● **Exercise**
Reproduce the entries from the line with "Where can the horse hoof" up to and including the line with "x=77, y=133", renaming "horse hoof" to "hoof" and leaving everything else unchanged.

%%

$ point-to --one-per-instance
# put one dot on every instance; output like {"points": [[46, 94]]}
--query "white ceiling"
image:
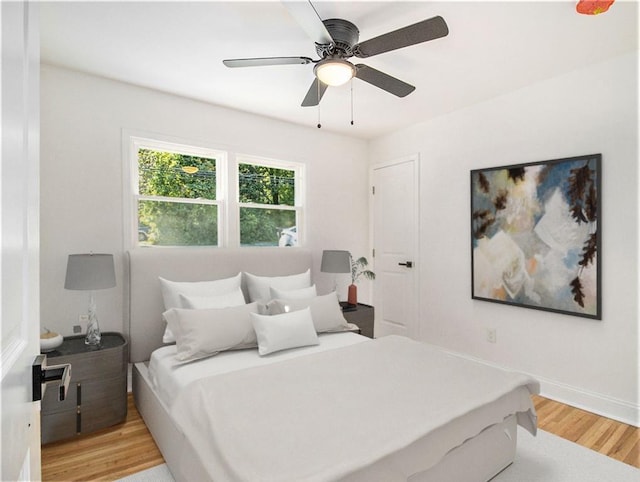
{"points": [[178, 47]]}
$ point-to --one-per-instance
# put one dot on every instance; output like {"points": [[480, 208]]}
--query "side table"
{"points": [[361, 315], [97, 396]]}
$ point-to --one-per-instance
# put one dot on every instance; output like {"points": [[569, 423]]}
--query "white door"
{"points": [[19, 240], [395, 240]]}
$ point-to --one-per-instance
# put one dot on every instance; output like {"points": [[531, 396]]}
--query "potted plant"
{"points": [[358, 269]]}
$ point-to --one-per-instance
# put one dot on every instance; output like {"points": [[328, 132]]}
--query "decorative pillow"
{"points": [[258, 286], [299, 294], [233, 298], [171, 291], [325, 311], [203, 333], [287, 330]]}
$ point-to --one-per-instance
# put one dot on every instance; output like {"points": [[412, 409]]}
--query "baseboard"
{"points": [[603, 405], [597, 403]]}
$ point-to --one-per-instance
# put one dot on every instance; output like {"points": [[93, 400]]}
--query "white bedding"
{"points": [[169, 376], [360, 405]]}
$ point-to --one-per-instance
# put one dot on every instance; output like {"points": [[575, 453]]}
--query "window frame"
{"points": [[137, 142], [298, 169], [227, 186]]}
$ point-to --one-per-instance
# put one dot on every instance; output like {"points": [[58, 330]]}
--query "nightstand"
{"points": [[97, 396], [361, 315]]}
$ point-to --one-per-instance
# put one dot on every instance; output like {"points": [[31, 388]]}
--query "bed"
{"points": [[342, 408]]}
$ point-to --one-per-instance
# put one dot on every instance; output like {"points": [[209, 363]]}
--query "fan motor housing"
{"points": [[344, 34]]}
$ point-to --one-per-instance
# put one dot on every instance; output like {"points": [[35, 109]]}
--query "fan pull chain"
{"points": [[352, 101], [319, 124]]}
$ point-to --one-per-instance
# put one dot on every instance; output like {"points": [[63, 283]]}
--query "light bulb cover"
{"points": [[334, 72]]}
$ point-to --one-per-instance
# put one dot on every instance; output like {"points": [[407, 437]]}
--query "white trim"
{"points": [[598, 403], [11, 353]]}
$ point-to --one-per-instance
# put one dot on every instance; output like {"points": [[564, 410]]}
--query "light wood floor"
{"points": [[128, 448]]}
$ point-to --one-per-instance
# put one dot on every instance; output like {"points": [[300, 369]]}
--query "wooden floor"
{"points": [[128, 448]]}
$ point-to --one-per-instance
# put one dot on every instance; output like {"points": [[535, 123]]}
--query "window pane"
{"points": [[266, 185], [267, 227], [177, 224], [176, 175]]}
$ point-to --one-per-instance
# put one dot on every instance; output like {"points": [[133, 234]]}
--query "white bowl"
{"points": [[50, 341]]}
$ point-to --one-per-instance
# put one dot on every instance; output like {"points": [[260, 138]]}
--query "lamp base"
{"points": [[93, 329], [93, 334]]}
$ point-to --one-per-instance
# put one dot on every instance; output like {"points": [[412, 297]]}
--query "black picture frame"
{"points": [[536, 235]]}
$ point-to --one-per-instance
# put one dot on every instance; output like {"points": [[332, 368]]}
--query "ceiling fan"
{"points": [[338, 40]]}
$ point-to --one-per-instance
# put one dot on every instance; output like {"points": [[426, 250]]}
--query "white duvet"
{"points": [[334, 415]]}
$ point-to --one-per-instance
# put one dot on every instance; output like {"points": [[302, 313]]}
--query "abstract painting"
{"points": [[536, 237]]}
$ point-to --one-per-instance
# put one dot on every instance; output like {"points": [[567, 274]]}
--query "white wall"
{"points": [[595, 110], [82, 119]]}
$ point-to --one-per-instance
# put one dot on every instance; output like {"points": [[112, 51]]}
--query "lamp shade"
{"points": [[334, 72], [334, 261], [90, 272]]}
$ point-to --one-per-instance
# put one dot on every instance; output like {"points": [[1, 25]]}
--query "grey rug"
{"points": [[545, 458]]}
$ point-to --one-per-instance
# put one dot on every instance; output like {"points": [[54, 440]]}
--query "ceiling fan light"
{"points": [[334, 72]]}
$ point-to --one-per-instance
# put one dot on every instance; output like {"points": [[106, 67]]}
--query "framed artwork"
{"points": [[536, 237]]}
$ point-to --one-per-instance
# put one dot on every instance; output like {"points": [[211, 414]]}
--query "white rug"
{"points": [[545, 458]]}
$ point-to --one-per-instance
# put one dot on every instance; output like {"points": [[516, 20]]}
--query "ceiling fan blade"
{"points": [[315, 93], [305, 14], [383, 81], [262, 61], [429, 29]]}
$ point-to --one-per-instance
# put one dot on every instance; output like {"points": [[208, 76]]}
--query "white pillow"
{"points": [[299, 294], [325, 311], [280, 332], [171, 290], [233, 298], [203, 333], [258, 286]]}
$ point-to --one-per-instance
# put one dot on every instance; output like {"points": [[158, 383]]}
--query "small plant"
{"points": [[359, 268]]}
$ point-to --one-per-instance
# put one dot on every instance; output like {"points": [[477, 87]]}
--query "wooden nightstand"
{"points": [[361, 315], [97, 396]]}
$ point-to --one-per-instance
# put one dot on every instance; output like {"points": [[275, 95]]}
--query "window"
{"points": [[269, 203], [193, 196], [177, 196]]}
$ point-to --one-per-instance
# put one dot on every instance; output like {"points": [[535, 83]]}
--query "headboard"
{"points": [[143, 305]]}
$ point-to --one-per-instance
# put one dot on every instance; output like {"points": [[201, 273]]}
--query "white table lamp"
{"points": [[90, 272]]}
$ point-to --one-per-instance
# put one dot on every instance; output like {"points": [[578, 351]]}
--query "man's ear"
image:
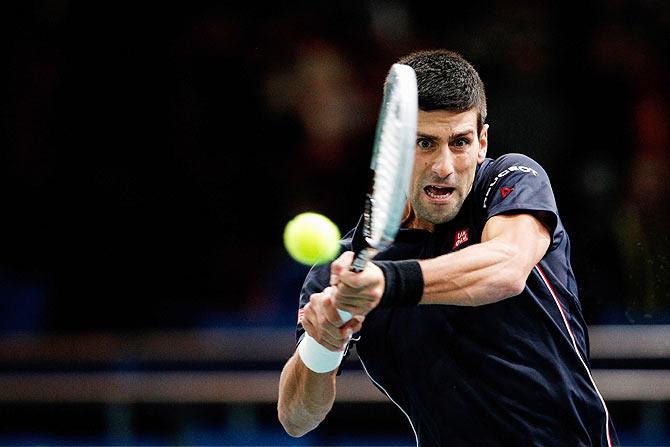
{"points": [[483, 143]]}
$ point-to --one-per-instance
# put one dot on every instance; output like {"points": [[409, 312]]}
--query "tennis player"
{"points": [[470, 322]]}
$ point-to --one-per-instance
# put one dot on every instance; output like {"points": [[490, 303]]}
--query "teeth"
{"points": [[436, 196]]}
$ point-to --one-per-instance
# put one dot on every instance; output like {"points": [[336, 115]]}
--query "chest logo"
{"points": [[505, 191], [461, 237]]}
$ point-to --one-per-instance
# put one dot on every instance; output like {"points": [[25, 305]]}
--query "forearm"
{"points": [[480, 274], [305, 397]]}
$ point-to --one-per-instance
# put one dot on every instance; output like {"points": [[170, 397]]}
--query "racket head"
{"points": [[392, 157]]}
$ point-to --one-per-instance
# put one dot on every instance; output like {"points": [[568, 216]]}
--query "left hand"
{"points": [[357, 293]]}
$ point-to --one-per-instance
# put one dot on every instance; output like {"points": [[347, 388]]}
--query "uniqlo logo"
{"points": [[460, 237], [505, 191]]}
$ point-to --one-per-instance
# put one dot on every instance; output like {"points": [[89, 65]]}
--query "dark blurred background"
{"points": [[151, 153]]}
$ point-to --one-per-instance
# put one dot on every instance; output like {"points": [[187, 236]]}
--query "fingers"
{"points": [[352, 326], [322, 322], [359, 293], [339, 266]]}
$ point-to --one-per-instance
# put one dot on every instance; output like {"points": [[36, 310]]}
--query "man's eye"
{"points": [[461, 142], [423, 143]]}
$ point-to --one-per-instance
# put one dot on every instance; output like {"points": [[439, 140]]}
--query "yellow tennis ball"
{"points": [[312, 238]]}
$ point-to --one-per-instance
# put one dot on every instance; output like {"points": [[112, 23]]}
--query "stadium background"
{"points": [[150, 154]]}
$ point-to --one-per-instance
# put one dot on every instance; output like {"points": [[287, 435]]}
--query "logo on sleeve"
{"points": [[523, 169], [460, 238], [505, 191]]}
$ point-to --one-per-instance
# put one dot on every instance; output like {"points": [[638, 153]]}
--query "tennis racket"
{"points": [[392, 162]]}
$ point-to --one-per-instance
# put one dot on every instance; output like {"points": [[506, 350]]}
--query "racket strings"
{"points": [[388, 165]]}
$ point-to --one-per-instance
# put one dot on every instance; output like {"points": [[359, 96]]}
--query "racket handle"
{"points": [[316, 357]]}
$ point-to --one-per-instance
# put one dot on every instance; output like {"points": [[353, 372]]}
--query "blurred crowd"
{"points": [[152, 153]]}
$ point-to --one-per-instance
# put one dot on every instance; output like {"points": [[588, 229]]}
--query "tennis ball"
{"points": [[312, 238]]}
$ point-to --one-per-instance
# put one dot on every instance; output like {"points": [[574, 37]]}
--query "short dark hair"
{"points": [[447, 81]]}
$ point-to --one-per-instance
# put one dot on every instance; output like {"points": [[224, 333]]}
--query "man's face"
{"points": [[448, 150]]}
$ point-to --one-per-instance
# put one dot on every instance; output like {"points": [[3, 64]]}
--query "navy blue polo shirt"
{"points": [[515, 372]]}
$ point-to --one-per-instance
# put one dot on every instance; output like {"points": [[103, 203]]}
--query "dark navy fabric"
{"points": [[504, 374]]}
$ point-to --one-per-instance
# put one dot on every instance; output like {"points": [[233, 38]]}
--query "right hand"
{"points": [[322, 322]]}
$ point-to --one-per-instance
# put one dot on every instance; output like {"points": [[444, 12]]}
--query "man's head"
{"points": [[451, 135]]}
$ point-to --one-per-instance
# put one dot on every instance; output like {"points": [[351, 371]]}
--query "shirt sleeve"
{"points": [[516, 183]]}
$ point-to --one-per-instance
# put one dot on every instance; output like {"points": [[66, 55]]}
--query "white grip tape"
{"points": [[316, 357]]}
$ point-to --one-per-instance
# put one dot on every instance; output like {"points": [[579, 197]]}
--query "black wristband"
{"points": [[403, 283]]}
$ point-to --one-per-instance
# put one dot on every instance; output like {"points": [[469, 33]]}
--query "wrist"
{"points": [[403, 283]]}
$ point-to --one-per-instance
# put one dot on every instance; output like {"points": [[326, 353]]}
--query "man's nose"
{"points": [[443, 163]]}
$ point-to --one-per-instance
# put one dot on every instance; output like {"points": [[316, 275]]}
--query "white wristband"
{"points": [[316, 357]]}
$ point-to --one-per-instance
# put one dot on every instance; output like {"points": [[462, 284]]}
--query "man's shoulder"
{"points": [[512, 163], [506, 161]]}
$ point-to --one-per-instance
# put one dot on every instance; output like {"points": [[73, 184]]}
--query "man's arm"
{"points": [[305, 397], [495, 269]]}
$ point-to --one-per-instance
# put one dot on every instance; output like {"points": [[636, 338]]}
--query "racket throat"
{"points": [[361, 259]]}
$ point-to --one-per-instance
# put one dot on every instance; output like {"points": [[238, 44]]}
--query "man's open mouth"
{"points": [[438, 192]]}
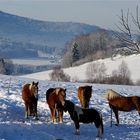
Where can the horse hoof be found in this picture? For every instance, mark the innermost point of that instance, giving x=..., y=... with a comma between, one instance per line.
x=37, y=118
x=77, y=133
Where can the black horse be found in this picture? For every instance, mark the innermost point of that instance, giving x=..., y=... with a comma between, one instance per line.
x=79, y=114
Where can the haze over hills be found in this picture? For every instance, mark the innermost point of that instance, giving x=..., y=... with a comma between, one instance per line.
x=24, y=37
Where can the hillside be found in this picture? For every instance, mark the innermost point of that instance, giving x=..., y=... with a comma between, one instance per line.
x=14, y=126
x=27, y=35
x=78, y=73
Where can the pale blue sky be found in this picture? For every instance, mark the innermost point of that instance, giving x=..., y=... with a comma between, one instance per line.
x=102, y=13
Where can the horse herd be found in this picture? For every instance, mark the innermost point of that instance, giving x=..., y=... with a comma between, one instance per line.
x=56, y=100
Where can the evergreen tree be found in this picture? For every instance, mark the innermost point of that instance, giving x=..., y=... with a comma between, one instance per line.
x=75, y=53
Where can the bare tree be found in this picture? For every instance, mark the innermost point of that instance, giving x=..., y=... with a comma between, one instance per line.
x=128, y=32
x=59, y=75
x=96, y=72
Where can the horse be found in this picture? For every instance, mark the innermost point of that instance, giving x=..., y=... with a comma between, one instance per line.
x=84, y=94
x=83, y=115
x=55, y=99
x=118, y=102
x=30, y=97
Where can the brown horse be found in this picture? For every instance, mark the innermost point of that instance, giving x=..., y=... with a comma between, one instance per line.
x=30, y=97
x=55, y=98
x=118, y=102
x=84, y=94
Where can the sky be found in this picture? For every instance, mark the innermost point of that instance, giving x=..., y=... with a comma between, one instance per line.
x=103, y=13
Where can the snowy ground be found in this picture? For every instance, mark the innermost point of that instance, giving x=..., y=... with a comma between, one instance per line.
x=13, y=126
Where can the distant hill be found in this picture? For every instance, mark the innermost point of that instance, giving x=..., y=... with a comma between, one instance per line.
x=78, y=73
x=24, y=37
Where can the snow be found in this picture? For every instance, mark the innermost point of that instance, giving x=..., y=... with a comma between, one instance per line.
x=78, y=73
x=13, y=125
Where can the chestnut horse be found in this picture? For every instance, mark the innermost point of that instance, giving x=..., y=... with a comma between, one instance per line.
x=83, y=115
x=84, y=94
x=30, y=97
x=55, y=98
x=118, y=102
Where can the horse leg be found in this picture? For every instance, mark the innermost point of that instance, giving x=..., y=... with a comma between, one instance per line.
x=111, y=118
x=35, y=110
x=53, y=115
x=60, y=114
x=116, y=115
x=77, y=126
x=99, y=125
x=26, y=110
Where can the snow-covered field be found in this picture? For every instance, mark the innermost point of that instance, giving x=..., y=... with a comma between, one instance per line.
x=13, y=126
x=78, y=73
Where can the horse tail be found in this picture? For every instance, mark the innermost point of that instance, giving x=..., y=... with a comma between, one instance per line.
x=111, y=94
x=102, y=127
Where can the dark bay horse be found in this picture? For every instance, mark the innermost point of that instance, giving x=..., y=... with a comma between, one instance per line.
x=55, y=98
x=84, y=94
x=79, y=114
x=30, y=97
x=118, y=102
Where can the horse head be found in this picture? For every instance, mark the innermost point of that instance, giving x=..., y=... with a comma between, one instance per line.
x=34, y=89
x=61, y=93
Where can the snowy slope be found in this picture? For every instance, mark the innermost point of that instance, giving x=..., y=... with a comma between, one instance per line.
x=13, y=126
x=78, y=73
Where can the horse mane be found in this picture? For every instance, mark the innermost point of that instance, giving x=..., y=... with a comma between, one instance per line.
x=111, y=94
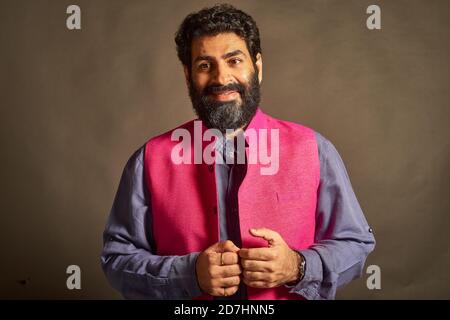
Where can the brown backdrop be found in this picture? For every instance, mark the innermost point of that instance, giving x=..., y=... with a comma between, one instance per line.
x=76, y=104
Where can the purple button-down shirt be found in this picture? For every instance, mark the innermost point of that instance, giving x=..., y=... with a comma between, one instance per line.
x=343, y=239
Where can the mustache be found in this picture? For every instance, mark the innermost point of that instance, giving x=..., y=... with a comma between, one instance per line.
x=219, y=89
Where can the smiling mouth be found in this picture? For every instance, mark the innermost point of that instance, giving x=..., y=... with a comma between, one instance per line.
x=225, y=95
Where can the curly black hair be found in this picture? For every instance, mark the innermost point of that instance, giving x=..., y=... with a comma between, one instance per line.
x=212, y=21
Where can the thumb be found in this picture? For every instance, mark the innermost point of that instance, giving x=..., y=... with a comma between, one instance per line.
x=223, y=246
x=272, y=237
x=228, y=246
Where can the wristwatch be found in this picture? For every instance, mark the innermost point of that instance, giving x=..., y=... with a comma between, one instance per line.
x=301, y=270
x=301, y=267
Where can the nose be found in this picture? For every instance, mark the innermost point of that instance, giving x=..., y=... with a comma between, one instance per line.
x=222, y=75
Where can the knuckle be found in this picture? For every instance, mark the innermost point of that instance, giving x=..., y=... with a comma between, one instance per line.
x=211, y=272
x=228, y=243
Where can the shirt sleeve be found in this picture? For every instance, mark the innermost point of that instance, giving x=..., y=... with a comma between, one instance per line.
x=343, y=239
x=127, y=258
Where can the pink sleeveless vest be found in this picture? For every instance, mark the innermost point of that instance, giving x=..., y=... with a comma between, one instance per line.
x=184, y=196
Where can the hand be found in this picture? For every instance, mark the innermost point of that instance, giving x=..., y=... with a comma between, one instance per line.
x=269, y=267
x=218, y=269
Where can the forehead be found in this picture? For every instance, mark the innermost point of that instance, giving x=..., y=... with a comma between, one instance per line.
x=218, y=45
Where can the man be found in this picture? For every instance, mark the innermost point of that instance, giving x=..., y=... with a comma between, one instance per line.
x=230, y=230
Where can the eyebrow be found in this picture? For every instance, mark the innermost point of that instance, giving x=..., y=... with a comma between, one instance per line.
x=225, y=56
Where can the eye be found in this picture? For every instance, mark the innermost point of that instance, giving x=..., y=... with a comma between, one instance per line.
x=203, y=66
x=234, y=61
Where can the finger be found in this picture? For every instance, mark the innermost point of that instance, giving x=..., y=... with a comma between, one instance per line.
x=263, y=254
x=229, y=258
x=272, y=237
x=255, y=265
x=220, y=292
x=258, y=276
x=231, y=290
x=229, y=271
x=227, y=246
x=226, y=282
x=259, y=284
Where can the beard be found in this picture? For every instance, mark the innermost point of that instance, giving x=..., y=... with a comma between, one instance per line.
x=229, y=114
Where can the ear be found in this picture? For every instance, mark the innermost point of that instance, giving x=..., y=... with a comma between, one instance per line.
x=259, y=66
x=186, y=75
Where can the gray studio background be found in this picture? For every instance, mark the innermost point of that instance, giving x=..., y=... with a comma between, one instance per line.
x=76, y=104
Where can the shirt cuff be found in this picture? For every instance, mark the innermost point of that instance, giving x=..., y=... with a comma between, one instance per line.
x=308, y=287
x=183, y=277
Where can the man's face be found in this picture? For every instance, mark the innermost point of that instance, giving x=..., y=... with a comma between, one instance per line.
x=223, y=81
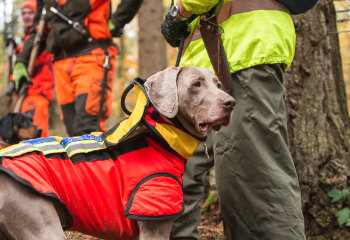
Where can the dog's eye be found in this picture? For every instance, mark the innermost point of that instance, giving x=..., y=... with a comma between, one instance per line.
x=197, y=84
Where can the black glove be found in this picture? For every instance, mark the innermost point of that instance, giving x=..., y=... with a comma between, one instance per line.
x=117, y=32
x=173, y=31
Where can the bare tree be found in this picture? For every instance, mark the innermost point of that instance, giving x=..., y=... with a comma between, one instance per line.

%%

● **Solution to the exercise**
Where can the hoof be found in this picture? For every instance, mark the innermost point of that instance, giving x=..., y=... with a comma between, one instance per line.
x=37, y=118
x=77, y=133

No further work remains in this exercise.